>>

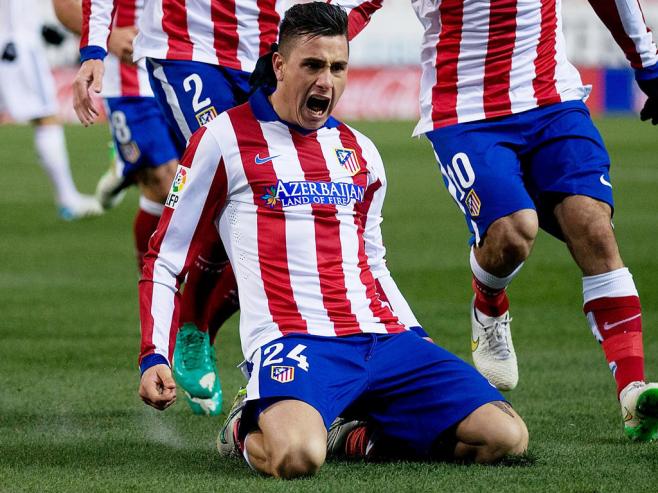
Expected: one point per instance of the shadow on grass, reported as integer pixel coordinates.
(527, 460)
(128, 454)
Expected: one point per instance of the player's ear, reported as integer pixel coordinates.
(278, 64)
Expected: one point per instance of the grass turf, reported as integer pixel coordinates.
(70, 417)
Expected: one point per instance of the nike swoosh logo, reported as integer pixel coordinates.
(264, 160)
(474, 344)
(607, 326)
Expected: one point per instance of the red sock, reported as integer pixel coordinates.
(210, 293)
(617, 324)
(143, 227)
(491, 302)
(223, 301)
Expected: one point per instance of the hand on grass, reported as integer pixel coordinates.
(157, 387)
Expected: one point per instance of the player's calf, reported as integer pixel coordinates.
(489, 433)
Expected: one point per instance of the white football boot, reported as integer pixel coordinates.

<<

TO DO
Print all the items above line for line, points included, and leave the picture out.

WRITTEN RESPONSE
Expected: one point per instance of the shadow on grass, reported as integer pixel coordinates.
(527, 460)
(128, 454)
Expected: one point per instance of the player's ear, reported as integer pixel coordinates.
(278, 64)
Expected: one point per instance of the grass turf, reported as integer pixel coordinates.
(70, 417)
Expected: one point per instance of the nike swoosh logo, reported as integer pixel coordinates.
(264, 160)
(474, 344)
(607, 326)
Expected: one point per instance of the red sock, reported as integer pixel coordinates.
(210, 293)
(617, 324)
(143, 227)
(491, 302)
(223, 301)
Expected: one point per instance of the hand on grass, reported as integer pixel coordinates.
(157, 387)
Expected: one point per instance of the player's calf, reported as integer pixel coordinates.
(489, 433)
Expected: one point per instance of the white football boot, reported as integer pixel coordinates.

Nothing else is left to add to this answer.